(Image point grounding data)
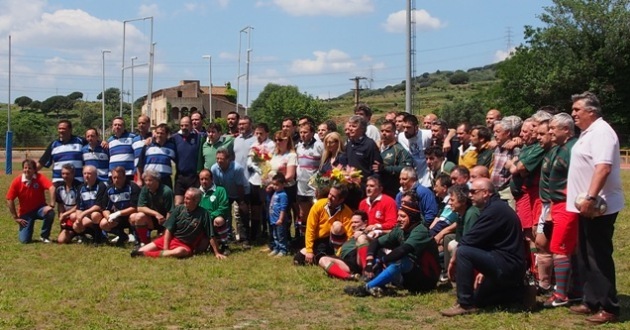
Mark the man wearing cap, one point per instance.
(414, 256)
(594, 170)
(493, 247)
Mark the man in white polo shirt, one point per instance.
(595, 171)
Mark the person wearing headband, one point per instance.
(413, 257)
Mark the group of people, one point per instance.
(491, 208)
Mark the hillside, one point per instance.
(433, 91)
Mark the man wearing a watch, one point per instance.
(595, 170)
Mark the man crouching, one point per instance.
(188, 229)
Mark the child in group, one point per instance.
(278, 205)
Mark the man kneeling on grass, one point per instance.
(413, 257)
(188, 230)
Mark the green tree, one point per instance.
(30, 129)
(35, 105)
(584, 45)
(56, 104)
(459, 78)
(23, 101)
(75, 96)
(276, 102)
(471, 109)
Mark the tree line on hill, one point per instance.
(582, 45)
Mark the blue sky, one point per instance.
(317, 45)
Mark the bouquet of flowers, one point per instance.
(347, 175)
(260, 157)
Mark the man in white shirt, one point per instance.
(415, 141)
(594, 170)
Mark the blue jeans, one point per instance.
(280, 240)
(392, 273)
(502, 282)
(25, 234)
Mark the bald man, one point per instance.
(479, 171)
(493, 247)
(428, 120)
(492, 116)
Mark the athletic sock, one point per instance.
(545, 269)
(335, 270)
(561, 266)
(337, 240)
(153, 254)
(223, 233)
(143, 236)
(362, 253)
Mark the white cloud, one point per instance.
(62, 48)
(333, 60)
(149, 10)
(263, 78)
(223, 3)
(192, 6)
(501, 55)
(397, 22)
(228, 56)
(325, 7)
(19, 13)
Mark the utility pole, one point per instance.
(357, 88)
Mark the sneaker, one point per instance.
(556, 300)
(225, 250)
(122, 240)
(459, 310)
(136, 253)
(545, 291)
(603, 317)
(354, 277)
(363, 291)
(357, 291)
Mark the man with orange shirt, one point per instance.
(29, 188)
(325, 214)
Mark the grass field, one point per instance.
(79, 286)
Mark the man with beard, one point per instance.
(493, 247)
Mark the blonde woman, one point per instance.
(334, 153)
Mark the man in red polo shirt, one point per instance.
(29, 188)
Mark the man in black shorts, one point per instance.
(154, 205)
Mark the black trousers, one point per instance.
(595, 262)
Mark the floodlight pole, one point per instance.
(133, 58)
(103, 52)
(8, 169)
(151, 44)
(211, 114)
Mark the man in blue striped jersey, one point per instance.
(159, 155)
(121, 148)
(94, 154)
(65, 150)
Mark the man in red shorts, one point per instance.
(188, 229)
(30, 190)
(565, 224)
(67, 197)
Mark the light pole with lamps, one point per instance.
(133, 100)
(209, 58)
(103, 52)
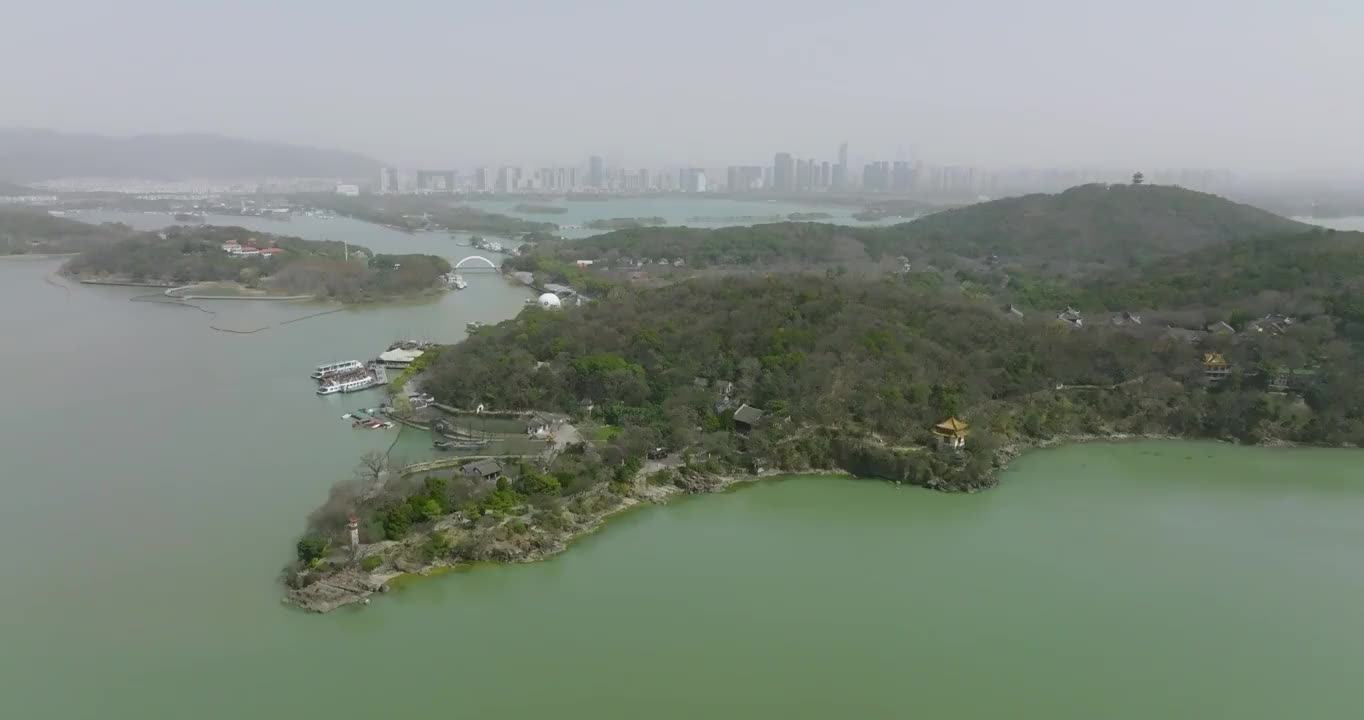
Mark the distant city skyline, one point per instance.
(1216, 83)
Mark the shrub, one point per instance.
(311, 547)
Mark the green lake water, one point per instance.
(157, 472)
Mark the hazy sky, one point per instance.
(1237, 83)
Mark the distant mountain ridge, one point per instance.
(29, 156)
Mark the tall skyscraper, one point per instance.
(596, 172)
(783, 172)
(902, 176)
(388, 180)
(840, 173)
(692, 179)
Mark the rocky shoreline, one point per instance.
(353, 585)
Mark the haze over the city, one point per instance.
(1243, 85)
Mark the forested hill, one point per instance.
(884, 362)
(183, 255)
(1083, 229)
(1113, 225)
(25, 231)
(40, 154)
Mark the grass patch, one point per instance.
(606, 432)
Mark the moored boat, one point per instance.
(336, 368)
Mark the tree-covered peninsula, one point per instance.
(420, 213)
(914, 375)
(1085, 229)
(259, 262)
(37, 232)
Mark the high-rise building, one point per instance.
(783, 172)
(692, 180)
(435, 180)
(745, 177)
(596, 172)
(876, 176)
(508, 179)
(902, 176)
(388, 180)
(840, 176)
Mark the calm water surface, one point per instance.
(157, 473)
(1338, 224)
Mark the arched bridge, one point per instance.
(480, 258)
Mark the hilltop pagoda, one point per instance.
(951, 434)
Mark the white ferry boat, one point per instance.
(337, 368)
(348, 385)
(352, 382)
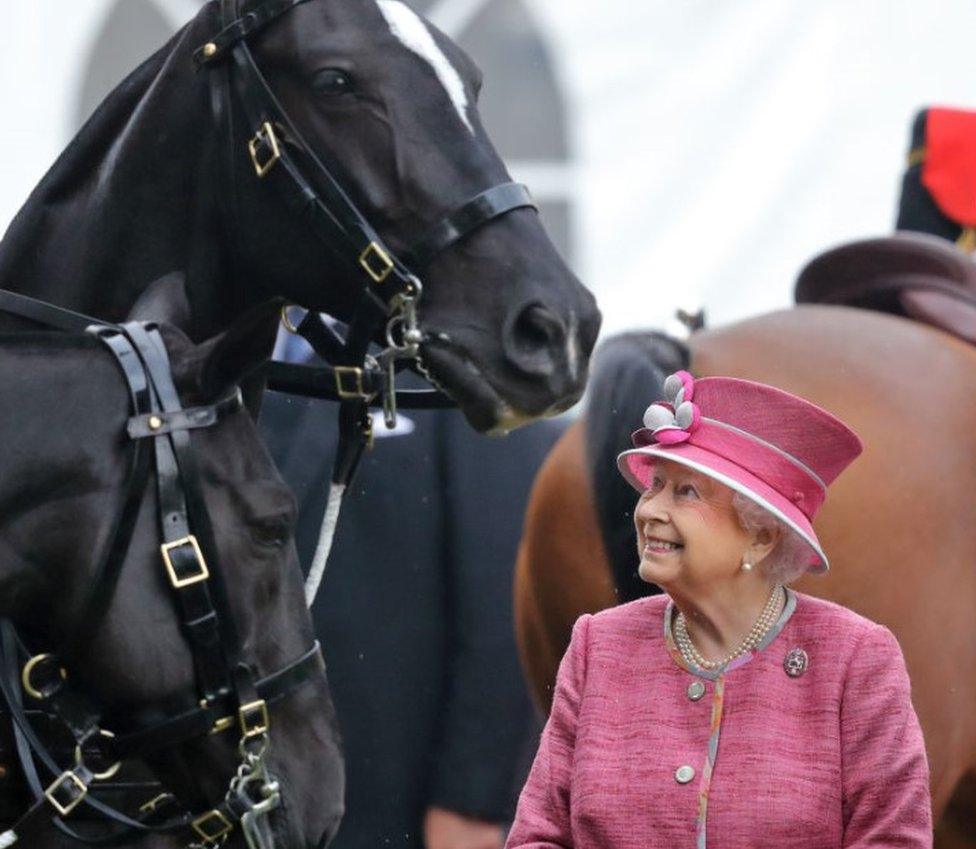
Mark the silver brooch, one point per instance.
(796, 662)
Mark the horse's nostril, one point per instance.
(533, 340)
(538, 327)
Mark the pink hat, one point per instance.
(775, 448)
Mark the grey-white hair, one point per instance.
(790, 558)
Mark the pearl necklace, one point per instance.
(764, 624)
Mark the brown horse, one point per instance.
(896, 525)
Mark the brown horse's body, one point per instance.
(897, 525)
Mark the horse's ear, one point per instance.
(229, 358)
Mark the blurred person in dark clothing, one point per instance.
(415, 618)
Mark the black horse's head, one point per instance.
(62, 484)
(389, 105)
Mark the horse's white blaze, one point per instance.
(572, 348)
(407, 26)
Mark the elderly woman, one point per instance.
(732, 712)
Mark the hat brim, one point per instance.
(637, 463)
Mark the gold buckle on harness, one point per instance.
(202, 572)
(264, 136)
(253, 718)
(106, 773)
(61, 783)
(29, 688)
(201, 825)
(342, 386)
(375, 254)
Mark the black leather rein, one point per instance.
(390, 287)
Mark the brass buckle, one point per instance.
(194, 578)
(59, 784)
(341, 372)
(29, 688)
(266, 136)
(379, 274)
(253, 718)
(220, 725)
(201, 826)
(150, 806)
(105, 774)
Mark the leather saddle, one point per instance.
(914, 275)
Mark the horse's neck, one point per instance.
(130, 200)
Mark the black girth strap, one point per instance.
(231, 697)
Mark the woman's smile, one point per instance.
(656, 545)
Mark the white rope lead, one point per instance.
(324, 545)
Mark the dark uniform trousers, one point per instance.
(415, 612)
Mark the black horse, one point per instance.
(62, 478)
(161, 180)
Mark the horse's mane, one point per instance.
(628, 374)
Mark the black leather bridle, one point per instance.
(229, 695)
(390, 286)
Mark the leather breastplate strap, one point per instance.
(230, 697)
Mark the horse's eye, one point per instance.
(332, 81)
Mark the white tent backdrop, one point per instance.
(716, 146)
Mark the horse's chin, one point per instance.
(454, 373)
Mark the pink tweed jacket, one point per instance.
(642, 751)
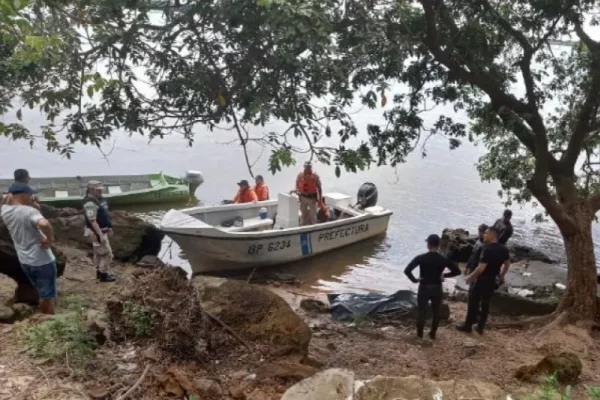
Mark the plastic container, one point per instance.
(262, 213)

**WORK INSTRUCTION:**
The records above must be echoed exactly, minus their pictures.

**ANSWER BELOW:**
Mark the man wearing cap, one point per instance.
(414, 256)
(594, 170)
(493, 247)
Mark the man in white polo shirt, one point per instance.
(595, 171)
Mark the person wearing headband, one point per instance.
(413, 257)
Mark the group of people, one point per instance.
(491, 208)
Mark the hillside, one point per instance.
(433, 91)
Mark the man wearing a watch, one point per instance.
(595, 170)
Mark the man crouching, one point per instance.
(188, 229)
Mark the child in group, one point per instance.
(278, 205)
Mark the man kneeling on grass, one point per instance.
(413, 257)
(188, 230)
Mark the green tree, one point per instance.
(30, 129)
(35, 105)
(584, 45)
(56, 104)
(459, 78)
(23, 101)
(75, 96)
(276, 102)
(471, 109)
Mark the tree line on hill, one point per instance.
(582, 45)
Mark the blue sky, one point per instance.
(317, 45)
Mark the bouquet of flowers, one point per instance.
(347, 175)
(260, 157)
Mark the man in white shirt, one point per instance.
(415, 141)
(594, 170)
Mark the blue jeans, one point per instance.
(280, 240)
(392, 273)
(502, 282)
(25, 234)
Mark the bald man, one point per instance.
(479, 171)
(493, 247)
(428, 120)
(492, 116)
Mark the athletic sock, one point per instance.
(545, 269)
(335, 270)
(561, 266)
(337, 240)
(153, 254)
(223, 233)
(143, 236)
(362, 253)
Mark the white cloud, one point per instance.
(62, 48)
(333, 60)
(149, 10)
(263, 78)
(223, 3)
(192, 6)
(501, 55)
(397, 22)
(228, 56)
(325, 7)
(19, 13)
Mark the utility pole, one point per instance.
(357, 88)
Mark the sneaker, one point per instance.
(556, 300)
(225, 250)
(122, 240)
(459, 310)
(136, 253)
(545, 291)
(603, 317)
(354, 277)
(363, 291)
(357, 291)
Mark the man with orange shirt, one point per instance.
(29, 188)
(325, 214)
Mark the grass field, one point per instance.
(79, 286)
Mark the man with beard, one point per instance.
(493, 247)
Mark the blonde woman, one point per instance.
(334, 153)
Mark the man in red polo shirt, one point per instance.
(29, 188)
Mark the man in black shorts, one point per instance.
(154, 205)
Mark the black trousers, one point per instance.
(595, 262)
Mark the floodlight pole, one point per instance.
(133, 58)
(103, 52)
(8, 169)
(151, 44)
(211, 114)
Mark the man in blue striped jersey, one point per instance.
(159, 155)
(121, 148)
(94, 154)
(65, 150)
Mark the man in red shorts, one point per instance.
(188, 229)
(30, 190)
(565, 224)
(67, 197)
Mark the light pole with lamps, one point per instance.
(133, 100)
(209, 58)
(103, 52)
Mark the distant city skyline, one point per instance.
(1216, 83)
Mark the shrub, one point per instance.
(311, 547)
Mark the green lake water, one point per instance.
(157, 472)
Mark the hazy sky, one point per instance.
(1237, 83)
Mark the distant mountain ridge, one point per instance.
(29, 156)
Mark the tall skyscraper, one point per instance.
(596, 172)
(783, 172)
(902, 176)
(388, 180)
(840, 173)
(692, 179)
Mark the rocky shoreline, one point per instance.
(353, 585)
Mark the haze over the city, one point per instance.
(1243, 85)
Mark the forested hill, one point per instance.
(884, 362)
(183, 255)
(1083, 229)
(1113, 225)
(25, 231)
(40, 154)
Mark the grass patch, one point per instance.
(606, 432)
Mark the moored boat, one point per instance.
(336, 368)
Mark the tree-covered peninsula, one point per instance.
(420, 213)
(914, 375)
(1085, 229)
(259, 262)
(37, 232)
Mark the high-rise building, one point per instance.
(783, 172)
(692, 180)
(435, 180)
(745, 177)
(596, 172)
(876, 176)
(508, 179)
(902, 176)
(388, 180)
(840, 176)
Mark the calm water surface, one point per instance.
(157, 473)
(1338, 224)
Mark the arched bridge, one point per instance.
(480, 258)
Mark the hilltop pagoda, one point per instance.
(951, 434)
Mark the white ferry boat, one point per instance.
(337, 368)
(348, 385)
(352, 382)
Mark the silver brooch, one point per instance.
(796, 662)
Mark the horse's nostril, one point per instance.
(533, 340)
(538, 327)
Mark the pink hat, one point per instance.
(775, 448)
Mark the grey-white hair, one point per instance.
(790, 558)
Mark the pearl necklace, one point per instance.
(764, 624)
Mark the brown horse, one point per instance.
(896, 525)
Mark the brown horse's body, one point per instance.
(897, 525)
Mark the horse's ear, one point per instance.
(229, 358)
Mark the blurred person in dark clothing, one point per instance.
(415, 618)
Mark the black horse's head, one point per instance.
(62, 484)
(389, 105)
Mark the horse's white blaze, one point per instance.
(572, 348)
(407, 26)
Mark the elderly woman, one point per instance.
(732, 712)
Mark the hat brim, one point per instance.
(637, 463)
Mark the gold buckle on harness, one point per instance.
(202, 572)
(264, 136)
(253, 718)
(106, 773)
(61, 783)
(29, 688)
(201, 825)
(342, 386)
(375, 254)
Mark the black leather rein, one point per instance.
(390, 287)
Mark the brass buckle, one point per instance.
(194, 578)
(59, 784)
(341, 372)
(29, 688)
(266, 136)
(379, 274)
(253, 718)
(220, 725)
(201, 826)
(150, 806)
(105, 774)
Mark the leather saddle, one point per instance.
(914, 275)
Mark the horse's neck, one point per instance.
(130, 200)
Mark the black girth strap, one point per instance.
(231, 697)
Mark the woman's smile, one point per instance.
(656, 545)
Mark the white rope lead, one point per instance.
(324, 545)
Mark the dark uniform trousers, one point per instance.
(415, 612)
Mark the black horse, one point per instance.
(62, 478)
(161, 180)
Mark the horse's mane, one point per instance.
(628, 374)
Mark the black leather bridle, one point per instance.
(229, 695)
(390, 286)
Mark the leather breastplate strap, one point per instance.
(230, 697)
Mark the horse's eye, one point per instance.
(332, 81)
Mark the white tent backdrop, one point per instance.
(716, 146)
Mark the horse's chin, one point per instance.
(454, 373)
Mark the pink tweed jacket, one point per instance.
(642, 751)
Mark the plastic container, one point per instance.
(262, 213)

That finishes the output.